### Work to complete
Copy the listing from its first line through the line containing "left=483, top=459, right=519, bottom=494", replacing "Query string" with "Search phrase" and leaving everything else unchanged.

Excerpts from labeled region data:
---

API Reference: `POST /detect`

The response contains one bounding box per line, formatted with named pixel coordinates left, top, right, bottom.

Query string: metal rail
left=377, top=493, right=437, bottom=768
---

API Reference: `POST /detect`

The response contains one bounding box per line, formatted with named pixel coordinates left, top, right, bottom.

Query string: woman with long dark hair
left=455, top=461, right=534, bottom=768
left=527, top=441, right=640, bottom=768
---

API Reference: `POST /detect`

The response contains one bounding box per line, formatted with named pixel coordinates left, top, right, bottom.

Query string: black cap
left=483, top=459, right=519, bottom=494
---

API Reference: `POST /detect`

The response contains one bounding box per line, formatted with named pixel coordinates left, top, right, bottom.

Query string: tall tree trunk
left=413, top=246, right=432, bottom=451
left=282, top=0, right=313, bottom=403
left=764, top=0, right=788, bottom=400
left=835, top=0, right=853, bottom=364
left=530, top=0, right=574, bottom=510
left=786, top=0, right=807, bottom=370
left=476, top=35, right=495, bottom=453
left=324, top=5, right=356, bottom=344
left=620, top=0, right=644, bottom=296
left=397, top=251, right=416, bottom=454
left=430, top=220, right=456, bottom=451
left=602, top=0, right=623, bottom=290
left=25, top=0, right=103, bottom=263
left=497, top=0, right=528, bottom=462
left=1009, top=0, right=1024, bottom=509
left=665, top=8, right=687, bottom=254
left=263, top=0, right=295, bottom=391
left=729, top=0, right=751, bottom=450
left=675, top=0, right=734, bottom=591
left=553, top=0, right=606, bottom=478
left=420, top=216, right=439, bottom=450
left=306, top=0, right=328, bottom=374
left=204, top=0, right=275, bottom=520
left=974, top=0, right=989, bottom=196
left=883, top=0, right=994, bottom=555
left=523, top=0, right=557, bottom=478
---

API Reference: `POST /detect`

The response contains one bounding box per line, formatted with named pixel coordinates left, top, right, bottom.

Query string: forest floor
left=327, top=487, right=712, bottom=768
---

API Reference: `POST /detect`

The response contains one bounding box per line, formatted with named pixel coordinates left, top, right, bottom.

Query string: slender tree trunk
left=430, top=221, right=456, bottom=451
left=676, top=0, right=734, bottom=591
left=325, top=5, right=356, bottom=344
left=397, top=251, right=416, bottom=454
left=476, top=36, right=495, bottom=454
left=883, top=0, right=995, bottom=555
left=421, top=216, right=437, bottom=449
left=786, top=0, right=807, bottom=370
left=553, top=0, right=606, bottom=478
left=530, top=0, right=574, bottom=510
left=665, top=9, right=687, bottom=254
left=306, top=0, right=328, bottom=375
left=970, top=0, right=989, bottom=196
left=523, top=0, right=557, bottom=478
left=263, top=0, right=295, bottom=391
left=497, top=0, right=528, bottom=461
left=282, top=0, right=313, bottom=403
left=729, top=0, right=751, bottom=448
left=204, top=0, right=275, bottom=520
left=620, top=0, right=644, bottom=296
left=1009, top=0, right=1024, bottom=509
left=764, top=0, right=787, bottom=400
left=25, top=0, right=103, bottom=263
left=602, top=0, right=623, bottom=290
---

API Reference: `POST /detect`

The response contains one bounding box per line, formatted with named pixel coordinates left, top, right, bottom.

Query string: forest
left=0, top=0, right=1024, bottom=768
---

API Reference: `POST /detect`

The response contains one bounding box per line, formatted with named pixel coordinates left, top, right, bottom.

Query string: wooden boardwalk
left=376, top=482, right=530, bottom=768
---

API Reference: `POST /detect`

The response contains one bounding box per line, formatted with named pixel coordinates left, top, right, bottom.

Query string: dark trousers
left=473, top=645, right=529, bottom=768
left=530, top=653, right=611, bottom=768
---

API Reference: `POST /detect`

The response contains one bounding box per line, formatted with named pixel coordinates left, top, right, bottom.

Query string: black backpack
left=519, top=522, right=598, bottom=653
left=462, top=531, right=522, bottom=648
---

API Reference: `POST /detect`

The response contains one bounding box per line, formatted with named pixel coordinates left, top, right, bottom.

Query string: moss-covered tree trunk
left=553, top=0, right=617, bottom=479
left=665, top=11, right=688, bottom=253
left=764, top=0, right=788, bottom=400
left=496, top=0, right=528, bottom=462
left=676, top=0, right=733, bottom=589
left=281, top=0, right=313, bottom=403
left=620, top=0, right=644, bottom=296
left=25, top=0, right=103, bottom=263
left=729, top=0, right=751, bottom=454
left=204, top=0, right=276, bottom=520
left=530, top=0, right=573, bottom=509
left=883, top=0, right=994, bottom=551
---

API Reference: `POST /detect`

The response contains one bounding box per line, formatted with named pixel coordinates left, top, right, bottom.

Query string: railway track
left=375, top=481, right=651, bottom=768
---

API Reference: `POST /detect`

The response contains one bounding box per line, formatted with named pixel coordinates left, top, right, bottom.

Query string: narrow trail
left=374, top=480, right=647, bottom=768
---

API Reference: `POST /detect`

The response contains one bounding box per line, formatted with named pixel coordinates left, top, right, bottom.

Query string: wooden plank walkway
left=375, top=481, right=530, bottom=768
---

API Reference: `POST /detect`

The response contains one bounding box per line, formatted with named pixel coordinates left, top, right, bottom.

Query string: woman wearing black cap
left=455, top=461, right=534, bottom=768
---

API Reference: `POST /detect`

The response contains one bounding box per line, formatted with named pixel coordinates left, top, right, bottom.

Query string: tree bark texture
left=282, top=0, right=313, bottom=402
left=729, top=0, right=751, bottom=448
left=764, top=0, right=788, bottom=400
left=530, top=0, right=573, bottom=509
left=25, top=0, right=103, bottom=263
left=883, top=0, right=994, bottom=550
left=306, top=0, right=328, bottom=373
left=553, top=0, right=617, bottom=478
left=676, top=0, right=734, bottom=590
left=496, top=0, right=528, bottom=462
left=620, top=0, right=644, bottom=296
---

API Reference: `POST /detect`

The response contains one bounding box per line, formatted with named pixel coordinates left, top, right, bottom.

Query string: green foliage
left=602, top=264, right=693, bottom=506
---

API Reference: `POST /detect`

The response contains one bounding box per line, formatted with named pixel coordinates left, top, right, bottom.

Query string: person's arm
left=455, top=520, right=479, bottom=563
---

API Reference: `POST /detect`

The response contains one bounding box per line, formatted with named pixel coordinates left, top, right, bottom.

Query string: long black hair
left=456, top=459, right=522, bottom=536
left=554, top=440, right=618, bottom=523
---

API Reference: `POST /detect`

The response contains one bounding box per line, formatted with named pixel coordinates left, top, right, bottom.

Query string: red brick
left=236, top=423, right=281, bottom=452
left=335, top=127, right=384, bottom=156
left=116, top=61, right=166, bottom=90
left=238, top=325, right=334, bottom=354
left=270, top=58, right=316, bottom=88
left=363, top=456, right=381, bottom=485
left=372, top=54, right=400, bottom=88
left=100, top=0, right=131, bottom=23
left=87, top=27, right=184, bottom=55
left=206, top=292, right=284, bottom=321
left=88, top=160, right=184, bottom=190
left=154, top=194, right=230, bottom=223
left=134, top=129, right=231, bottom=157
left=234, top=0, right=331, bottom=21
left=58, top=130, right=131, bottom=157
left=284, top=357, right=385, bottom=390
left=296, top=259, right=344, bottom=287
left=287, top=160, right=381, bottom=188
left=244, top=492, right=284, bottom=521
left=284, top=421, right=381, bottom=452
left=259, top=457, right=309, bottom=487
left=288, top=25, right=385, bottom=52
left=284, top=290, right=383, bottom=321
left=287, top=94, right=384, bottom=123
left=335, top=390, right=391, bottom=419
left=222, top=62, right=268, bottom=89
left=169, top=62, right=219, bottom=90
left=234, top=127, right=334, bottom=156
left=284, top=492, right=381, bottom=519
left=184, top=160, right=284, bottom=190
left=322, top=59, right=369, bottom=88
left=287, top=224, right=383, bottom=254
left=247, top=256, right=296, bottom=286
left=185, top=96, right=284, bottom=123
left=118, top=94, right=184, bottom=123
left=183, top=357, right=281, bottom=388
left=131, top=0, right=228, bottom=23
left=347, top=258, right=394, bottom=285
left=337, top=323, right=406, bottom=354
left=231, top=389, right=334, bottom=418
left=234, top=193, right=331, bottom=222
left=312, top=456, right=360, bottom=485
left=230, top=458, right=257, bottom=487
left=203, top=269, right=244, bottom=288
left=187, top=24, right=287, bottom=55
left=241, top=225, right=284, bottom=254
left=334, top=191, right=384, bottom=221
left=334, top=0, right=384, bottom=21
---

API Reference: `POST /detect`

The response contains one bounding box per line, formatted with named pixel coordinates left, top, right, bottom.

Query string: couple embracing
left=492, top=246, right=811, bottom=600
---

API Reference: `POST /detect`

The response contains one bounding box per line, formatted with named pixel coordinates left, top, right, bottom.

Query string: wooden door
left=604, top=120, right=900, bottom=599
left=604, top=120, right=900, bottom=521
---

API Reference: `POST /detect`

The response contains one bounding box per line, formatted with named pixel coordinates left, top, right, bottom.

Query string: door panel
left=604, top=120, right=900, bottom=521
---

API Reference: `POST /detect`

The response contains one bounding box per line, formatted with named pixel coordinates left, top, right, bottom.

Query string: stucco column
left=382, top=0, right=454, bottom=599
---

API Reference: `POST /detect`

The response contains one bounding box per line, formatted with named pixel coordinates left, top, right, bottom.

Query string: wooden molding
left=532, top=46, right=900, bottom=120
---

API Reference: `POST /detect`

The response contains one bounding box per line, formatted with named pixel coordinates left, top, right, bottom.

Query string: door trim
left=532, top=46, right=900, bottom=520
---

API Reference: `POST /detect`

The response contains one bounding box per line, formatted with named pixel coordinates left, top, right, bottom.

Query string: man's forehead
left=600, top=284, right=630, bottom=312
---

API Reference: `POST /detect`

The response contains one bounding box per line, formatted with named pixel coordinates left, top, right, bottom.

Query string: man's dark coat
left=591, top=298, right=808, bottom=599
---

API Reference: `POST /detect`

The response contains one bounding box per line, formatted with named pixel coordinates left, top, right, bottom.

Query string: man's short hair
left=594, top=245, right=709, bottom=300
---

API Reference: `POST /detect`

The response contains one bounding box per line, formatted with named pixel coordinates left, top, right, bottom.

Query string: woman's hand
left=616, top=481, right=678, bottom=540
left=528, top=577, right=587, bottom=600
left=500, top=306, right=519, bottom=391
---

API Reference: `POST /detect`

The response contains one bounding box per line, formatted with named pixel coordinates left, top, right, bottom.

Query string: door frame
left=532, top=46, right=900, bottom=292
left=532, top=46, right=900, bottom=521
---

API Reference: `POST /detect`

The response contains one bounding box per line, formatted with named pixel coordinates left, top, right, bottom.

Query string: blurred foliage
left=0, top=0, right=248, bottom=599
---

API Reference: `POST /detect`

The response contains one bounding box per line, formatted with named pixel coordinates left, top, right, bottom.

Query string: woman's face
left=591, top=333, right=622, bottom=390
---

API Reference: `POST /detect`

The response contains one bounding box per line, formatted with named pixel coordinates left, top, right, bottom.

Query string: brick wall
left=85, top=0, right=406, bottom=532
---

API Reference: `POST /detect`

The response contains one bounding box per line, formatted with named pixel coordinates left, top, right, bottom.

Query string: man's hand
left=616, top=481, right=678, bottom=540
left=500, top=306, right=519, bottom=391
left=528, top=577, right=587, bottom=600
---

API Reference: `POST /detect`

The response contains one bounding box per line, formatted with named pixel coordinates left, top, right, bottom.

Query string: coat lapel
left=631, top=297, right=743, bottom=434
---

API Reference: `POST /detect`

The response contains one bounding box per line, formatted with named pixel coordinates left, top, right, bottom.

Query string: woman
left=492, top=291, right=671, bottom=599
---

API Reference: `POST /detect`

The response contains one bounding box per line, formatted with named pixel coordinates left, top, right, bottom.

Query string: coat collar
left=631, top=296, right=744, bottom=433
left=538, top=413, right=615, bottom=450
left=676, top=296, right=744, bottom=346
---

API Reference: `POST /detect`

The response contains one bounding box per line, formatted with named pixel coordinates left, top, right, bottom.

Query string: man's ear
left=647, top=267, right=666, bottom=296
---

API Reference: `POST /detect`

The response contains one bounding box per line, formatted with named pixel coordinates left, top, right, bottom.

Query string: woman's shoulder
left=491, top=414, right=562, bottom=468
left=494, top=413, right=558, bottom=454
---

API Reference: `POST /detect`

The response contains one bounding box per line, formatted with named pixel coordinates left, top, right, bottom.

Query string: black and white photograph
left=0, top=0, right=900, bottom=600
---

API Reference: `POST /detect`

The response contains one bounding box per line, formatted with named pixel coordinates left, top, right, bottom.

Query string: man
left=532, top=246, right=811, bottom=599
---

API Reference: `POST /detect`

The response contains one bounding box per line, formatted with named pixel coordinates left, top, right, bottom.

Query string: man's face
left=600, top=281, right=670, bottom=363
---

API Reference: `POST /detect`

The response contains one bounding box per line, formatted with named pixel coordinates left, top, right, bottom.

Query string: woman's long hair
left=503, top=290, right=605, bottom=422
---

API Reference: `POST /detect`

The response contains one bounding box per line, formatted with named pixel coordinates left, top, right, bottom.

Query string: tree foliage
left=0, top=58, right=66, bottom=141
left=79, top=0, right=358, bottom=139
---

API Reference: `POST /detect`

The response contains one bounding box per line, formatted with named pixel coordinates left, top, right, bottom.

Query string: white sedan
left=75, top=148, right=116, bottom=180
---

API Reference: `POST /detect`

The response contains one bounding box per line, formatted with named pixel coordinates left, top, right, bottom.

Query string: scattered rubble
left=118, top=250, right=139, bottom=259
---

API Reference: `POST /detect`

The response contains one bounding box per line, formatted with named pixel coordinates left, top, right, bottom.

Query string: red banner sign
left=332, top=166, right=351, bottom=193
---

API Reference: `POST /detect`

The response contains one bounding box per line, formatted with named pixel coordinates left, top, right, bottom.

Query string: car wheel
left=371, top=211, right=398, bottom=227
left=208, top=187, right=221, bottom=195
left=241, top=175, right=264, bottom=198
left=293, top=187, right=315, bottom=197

### Answer below
---

API Reference: `POST /detect`

The response contains one bounding box per line, formatted with named pixel coordinates left, top, right, bottom.

Search phrase: metal rail
left=377, top=493, right=437, bottom=768
---

API Reference: `POST /detect`

The response contains one bounding box per line, formatted with named pixel coordinates left, top, right, bottom.

Search phrase: woman with long dark hair
left=455, top=461, right=534, bottom=768
left=527, top=441, right=640, bottom=768
---

API Reference: `POST /detect`

The response contains one bounding box per line, formatted with named pixel coordinates left, top, right, bottom.

Search phrase: black cap
left=483, top=459, right=519, bottom=494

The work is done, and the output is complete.